**** Records to process

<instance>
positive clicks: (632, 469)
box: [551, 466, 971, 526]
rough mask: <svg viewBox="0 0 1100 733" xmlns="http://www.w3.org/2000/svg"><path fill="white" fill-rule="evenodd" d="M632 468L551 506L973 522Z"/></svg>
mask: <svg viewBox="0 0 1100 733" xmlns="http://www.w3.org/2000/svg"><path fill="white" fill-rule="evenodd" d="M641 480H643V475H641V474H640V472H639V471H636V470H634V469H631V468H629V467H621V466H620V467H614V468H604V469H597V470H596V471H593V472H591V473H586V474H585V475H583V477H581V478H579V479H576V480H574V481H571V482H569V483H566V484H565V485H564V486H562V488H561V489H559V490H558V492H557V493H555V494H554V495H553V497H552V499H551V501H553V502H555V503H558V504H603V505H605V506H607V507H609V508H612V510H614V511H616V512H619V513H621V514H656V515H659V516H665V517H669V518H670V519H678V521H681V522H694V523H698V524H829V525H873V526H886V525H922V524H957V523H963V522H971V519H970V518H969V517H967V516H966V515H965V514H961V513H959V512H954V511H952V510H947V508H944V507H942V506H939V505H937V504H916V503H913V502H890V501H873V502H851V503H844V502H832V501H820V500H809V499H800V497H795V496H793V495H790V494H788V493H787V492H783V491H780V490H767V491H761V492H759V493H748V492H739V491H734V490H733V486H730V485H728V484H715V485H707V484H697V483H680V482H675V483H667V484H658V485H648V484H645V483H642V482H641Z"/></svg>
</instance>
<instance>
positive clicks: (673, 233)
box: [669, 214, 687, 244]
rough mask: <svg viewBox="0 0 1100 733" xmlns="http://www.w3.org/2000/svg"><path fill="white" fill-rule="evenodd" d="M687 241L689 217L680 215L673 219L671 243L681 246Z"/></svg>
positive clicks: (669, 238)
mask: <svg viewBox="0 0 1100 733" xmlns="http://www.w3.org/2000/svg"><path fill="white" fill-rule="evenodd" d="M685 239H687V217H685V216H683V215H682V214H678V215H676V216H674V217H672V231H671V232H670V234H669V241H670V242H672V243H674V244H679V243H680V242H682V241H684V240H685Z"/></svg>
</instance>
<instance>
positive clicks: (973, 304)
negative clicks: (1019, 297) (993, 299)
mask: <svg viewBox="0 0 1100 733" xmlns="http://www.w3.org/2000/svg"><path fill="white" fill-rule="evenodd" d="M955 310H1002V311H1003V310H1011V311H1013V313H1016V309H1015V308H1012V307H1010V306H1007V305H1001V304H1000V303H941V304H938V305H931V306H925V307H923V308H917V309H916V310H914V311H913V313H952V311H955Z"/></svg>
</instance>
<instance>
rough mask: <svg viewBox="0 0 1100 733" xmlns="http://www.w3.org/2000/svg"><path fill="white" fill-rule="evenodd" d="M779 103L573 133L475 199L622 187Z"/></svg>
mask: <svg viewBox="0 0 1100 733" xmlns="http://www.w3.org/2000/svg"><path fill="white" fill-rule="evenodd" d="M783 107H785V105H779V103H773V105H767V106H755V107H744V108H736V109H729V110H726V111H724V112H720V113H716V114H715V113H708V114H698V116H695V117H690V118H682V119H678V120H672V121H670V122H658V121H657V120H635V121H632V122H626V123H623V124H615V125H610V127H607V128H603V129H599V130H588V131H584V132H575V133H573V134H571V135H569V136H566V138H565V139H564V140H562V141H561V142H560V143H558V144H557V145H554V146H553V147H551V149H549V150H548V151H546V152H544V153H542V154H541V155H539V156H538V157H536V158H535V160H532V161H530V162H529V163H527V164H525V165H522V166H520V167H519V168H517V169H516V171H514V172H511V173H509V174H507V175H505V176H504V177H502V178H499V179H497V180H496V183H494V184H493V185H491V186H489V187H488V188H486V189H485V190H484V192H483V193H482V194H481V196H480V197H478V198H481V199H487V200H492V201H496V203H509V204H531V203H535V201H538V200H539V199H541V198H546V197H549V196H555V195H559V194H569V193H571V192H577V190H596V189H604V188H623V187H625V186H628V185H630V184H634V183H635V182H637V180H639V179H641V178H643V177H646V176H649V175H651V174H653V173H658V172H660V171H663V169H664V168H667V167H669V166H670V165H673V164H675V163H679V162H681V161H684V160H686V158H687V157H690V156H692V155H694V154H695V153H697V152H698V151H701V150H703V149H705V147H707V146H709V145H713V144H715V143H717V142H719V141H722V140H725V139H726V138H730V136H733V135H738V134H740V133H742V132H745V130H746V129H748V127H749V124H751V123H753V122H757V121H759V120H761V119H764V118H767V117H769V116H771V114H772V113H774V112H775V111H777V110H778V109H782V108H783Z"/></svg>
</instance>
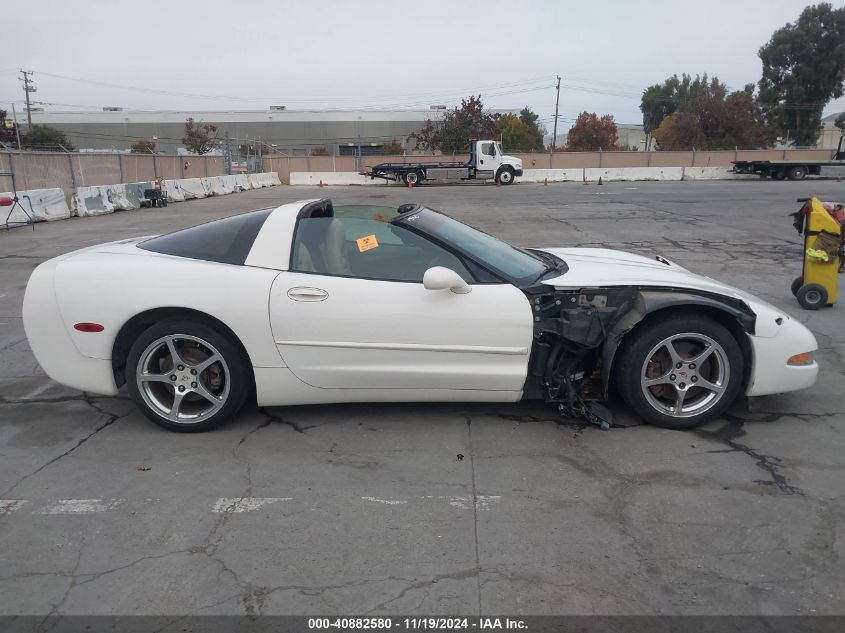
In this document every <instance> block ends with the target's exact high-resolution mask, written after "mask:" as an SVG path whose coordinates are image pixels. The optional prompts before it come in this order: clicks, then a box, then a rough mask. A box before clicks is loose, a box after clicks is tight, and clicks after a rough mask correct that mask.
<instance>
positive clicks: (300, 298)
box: [288, 286, 329, 301]
mask: <svg viewBox="0 0 845 633" xmlns="http://www.w3.org/2000/svg"><path fill="white" fill-rule="evenodd" d="M288 298H289V299H293V300H294V301H325V300H326V299H328V298H329V293H328V292H326V291H325V290H321V289H320V288H307V287H302V286H301V287H297V288H291V289H290V290H288Z"/></svg>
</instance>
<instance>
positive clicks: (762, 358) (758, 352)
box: [745, 319, 819, 396]
mask: <svg viewBox="0 0 845 633" xmlns="http://www.w3.org/2000/svg"><path fill="white" fill-rule="evenodd" d="M748 339H749V341H750V342H751V353H752V357H753V358H752V367H751V375H750V378H749V381H748V387H747V389H746V391H745V394H746V395H748V396H765V395H768V394H773V393H785V392H787V391H797V390H799V389H806V388H807V387H811V386H813V384H815V382H816V377H817V376H818V375H819V365H818V363H816V361H815V360H811V362H809V363H807V364H801V365H790V364H788V360H789V359H790V358H791V357H793V356H795V355H797V354H804V353H806V352H814V351H816V350H817V349H818V343H816V337H815V336H813V333H812V332H810V330H808V329H807V328H806V327H804V326H803V325H802V324H800V323H798V322H797V321H795V320H792V319H790V320H789V321H787V322H786V323H784V325H783V327H782V329H781V331H779V332H778V333H777V335H776V336H773V337H771V338H767V337H759V336H749V337H748Z"/></svg>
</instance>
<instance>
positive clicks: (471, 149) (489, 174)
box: [361, 140, 522, 186]
mask: <svg viewBox="0 0 845 633" xmlns="http://www.w3.org/2000/svg"><path fill="white" fill-rule="evenodd" d="M361 175H363V176H369V177H370V179H372V180H374V179H376V178H383V179H385V180H394V181H396V182H404V183H405V184H406V185H409V186H416V185H418V184H421V183H424V182H426V181H428V182H461V181H465V180H494V181H495V182H497V183H498V184H501V185H510V184H513V181H514V179H515V178H516V177H517V176H521V175H522V161H521V160H520V159H518V158H516V157H514V156H508V155H507V154H505V153H504V152H503V151H502V146H501V145H500V144H499V143H498V142H496V141H489V140H486V141H473V142H472V143H471V144H470V158H469V160H468V161H467V162H465V163H463V162H427V163H379V164H378V165H374V166H373V167H371V168H370V170H369V171H362V172H361Z"/></svg>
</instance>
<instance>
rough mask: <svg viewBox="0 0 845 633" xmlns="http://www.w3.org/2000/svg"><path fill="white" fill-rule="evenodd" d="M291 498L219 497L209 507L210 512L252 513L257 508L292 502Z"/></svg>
mask: <svg viewBox="0 0 845 633" xmlns="http://www.w3.org/2000/svg"><path fill="white" fill-rule="evenodd" d="M292 500H293V497H220V498H219V499H218V500H217V501H215V502H214V505H213V506H211V511H212V512H217V513H230V512H252V511H253V510H257V509H258V508H260V507H262V506H266V505H270V504H271V503H278V502H279V501H292Z"/></svg>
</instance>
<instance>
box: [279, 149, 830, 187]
mask: <svg viewBox="0 0 845 633" xmlns="http://www.w3.org/2000/svg"><path fill="white" fill-rule="evenodd" d="M514 156H516V157H517V158H519V159H521V160H522V166H523V167H524V168H525V169H549V168H550V167H551V168H553V169H579V168H581V167H606V168H613V167H730V166H731V161H733V160H755V159H761V160H788V159H790V158H792V159H796V160H830V158H831V157H832V153H831V150H827V149H816V150H748V151H743V150H740V151H701V152H698V151H696V152H556V153H555V154H554V155H553V156H552V157H551V159H550V158H549V155H548V154H546V153H544V154H514ZM468 159H469V157H468V156H466V155H456V156H451V155H450V156H442V155H441V156H364V157H362V158H361V168H362V169H364V170H366V169H368V168H369V167H372V166H373V165H377V164H378V163H413V162H441V161H452V160H455V161H466V160H468ZM263 170H264V171H275V172H277V173H278V174H279V179H280V180H281V181H282V182H283V183H289V182H290V172H292V171H355V159H354V158H352V157H351V156H337V157H333V156H311V157H305V156H293V157H276V156H272V157H270V156H265V157H264V162H263Z"/></svg>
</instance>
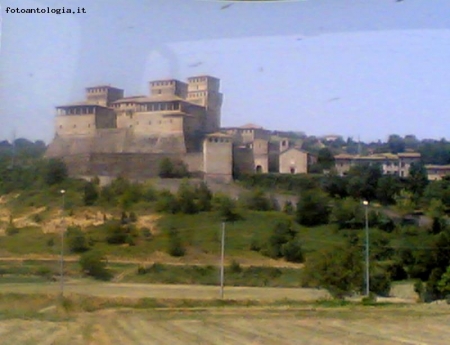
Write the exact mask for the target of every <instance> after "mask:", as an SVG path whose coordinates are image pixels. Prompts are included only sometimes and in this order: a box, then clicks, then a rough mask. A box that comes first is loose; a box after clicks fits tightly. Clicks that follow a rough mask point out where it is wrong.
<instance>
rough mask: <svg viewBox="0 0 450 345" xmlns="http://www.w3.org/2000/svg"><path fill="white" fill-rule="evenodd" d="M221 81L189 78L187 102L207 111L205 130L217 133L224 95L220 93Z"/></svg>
mask: <svg viewBox="0 0 450 345" xmlns="http://www.w3.org/2000/svg"><path fill="white" fill-rule="evenodd" d="M219 88H220V80H219V79H218V78H214V77H211V76H197V77H191V78H188V93H187V100H188V101H189V102H192V103H195V104H198V105H201V106H203V107H205V109H206V117H205V119H204V129H205V131H206V132H209V133H211V132H216V131H218V130H219V129H220V116H221V107H222V100H223V95H222V93H220V91H219Z"/></svg>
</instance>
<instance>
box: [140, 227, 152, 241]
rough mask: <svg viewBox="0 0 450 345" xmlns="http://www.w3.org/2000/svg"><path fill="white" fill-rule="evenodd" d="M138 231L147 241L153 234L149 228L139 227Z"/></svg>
mask: <svg viewBox="0 0 450 345" xmlns="http://www.w3.org/2000/svg"><path fill="white" fill-rule="evenodd" d="M140 232H141V235H142V237H143V238H145V240H147V241H150V240H152V238H153V234H152V232H151V231H150V229H149V228H145V227H144V228H141V230H140Z"/></svg>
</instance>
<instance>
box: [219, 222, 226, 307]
mask: <svg viewBox="0 0 450 345" xmlns="http://www.w3.org/2000/svg"><path fill="white" fill-rule="evenodd" d="M224 258H225V222H222V241H221V250H220V298H221V299H223V284H224V271H225V270H224Z"/></svg>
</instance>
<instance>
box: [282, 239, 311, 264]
mask: <svg viewBox="0 0 450 345" xmlns="http://www.w3.org/2000/svg"><path fill="white" fill-rule="evenodd" d="M281 255H283V257H284V258H285V259H286V261H289V262H303V261H305V257H304V255H303V250H302V247H301V245H300V243H299V241H298V240H295V239H292V240H290V241H289V242H287V243H285V244H283V245H282V246H281Z"/></svg>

********

What needs to be done
Return all lines from the material that contain "then".

Answer space
In this document every <instance> block ends with the target's exact high-resolution mask, written after "mask:" as an SVG path whose coordinates are image pixels. The optional prompts before it come in this order: clicks, then a box, then a rough mask. A box before clicks is loose, a box after clicks is tight, and clicks after a rough mask correct that mask.
Write the exact mask for the target of every <instance> after "mask:", as an SVG path whose coordinates are image pixels. Prompts are included only sometimes and in this order: a box, then clicks, then a rough mask. A box that comes first is loose; a box after clicks fits tightly. Clicks that follow a rough mask point out where it is wrong.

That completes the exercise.